TASK DETAILS
Every line below containing the word "right" should be found and copied.

Extracted data entries:
• • •

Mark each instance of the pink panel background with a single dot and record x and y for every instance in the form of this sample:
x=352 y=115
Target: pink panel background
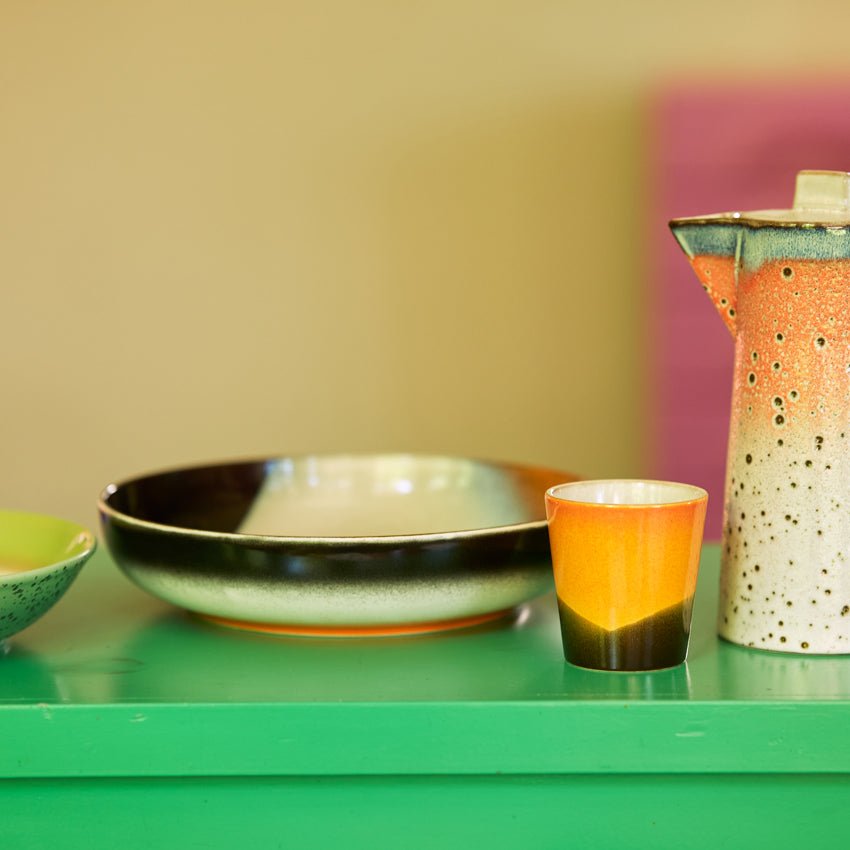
x=718 y=150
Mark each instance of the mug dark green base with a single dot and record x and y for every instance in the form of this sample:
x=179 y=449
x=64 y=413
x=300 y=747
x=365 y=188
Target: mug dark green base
x=656 y=643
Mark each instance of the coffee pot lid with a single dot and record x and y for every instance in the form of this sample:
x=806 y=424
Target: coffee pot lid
x=821 y=198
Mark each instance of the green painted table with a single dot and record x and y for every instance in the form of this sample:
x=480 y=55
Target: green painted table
x=127 y=723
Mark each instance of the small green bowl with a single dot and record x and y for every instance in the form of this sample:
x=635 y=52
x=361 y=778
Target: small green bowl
x=40 y=556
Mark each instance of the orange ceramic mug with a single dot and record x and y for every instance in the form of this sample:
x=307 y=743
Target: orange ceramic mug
x=626 y=556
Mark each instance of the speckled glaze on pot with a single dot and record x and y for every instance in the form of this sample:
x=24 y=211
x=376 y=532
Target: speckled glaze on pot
x=781 y=282
x=40 y=557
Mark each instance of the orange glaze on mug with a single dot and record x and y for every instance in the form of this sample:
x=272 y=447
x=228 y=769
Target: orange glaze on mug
x=618 y=564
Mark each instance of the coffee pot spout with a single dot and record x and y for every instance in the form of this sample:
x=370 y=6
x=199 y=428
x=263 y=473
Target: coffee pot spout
x=713 y=248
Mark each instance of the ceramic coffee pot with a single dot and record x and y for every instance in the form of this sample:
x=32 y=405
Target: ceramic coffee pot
x=780 y=280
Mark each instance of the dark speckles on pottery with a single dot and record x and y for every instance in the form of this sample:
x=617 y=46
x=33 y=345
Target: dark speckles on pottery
x=40 y=557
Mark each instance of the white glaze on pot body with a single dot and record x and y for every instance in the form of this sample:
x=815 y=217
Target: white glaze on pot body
x=785 y=580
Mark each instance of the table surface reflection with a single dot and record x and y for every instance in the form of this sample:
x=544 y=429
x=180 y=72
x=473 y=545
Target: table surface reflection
x=115 y=682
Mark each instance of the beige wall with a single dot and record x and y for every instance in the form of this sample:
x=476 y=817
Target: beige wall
x=231 y=229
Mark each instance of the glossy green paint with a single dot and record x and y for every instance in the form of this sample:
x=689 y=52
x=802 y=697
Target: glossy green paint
x=123 y=716
x=423 y=813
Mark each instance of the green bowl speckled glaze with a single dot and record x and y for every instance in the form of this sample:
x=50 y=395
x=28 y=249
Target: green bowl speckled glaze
x=337 y=545
x=40 y=556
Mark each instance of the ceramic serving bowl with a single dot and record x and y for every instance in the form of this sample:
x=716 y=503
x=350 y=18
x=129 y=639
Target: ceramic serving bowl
x=337 y=545
x=40 y=557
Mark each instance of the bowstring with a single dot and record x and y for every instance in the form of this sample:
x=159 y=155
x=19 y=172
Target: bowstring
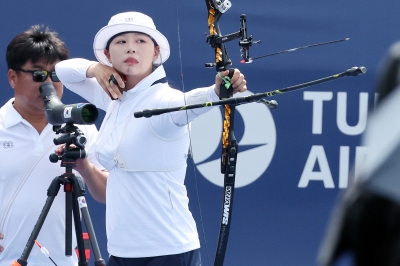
x=190 y=152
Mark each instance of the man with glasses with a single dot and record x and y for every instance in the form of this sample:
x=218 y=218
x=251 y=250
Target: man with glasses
x=26 y=142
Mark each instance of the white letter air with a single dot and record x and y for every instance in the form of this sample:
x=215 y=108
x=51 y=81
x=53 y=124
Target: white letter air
x=317 y=154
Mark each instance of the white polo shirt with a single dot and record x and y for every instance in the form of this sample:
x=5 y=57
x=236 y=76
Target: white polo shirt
x=147 y=205
x=26 y=174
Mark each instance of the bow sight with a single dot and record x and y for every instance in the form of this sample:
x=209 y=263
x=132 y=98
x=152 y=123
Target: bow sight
x=216 y=40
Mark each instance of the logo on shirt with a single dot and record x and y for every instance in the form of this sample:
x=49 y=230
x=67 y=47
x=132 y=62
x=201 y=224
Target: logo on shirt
x=8 y=144
x=67 y=112
x=256 y=144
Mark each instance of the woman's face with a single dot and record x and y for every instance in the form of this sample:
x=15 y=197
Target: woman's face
x=132 y=54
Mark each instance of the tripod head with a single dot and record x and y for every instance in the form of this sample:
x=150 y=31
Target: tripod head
x=74 y=141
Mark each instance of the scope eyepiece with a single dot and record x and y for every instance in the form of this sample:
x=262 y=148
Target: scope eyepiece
x=58 y=113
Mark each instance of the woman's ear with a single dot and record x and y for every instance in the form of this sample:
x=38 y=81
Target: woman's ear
x=107 y=54
x=156 y=53
x=12 y=77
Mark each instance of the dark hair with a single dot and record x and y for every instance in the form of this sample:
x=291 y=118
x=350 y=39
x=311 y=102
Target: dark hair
x=36 y=44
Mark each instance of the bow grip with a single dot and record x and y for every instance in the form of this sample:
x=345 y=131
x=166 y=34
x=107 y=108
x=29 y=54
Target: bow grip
x=226 y=89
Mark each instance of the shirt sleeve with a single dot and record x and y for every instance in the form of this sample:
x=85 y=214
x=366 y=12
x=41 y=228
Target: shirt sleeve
x=196 y=96
x=72 y=73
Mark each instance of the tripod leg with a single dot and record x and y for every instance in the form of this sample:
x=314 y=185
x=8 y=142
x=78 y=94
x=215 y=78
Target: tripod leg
x=68 y=219
x=78 y=231
x=80 y=192
x=51 y=194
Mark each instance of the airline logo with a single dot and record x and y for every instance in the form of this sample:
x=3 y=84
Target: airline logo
x=256 y=146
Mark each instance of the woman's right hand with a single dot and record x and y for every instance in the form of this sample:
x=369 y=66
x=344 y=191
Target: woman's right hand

• • •

EXPECTED OUTPUT
Mark each instance of the woman's right hand with a single dot and record x and y for every instance in the form of this sample:
Target: woman's right hand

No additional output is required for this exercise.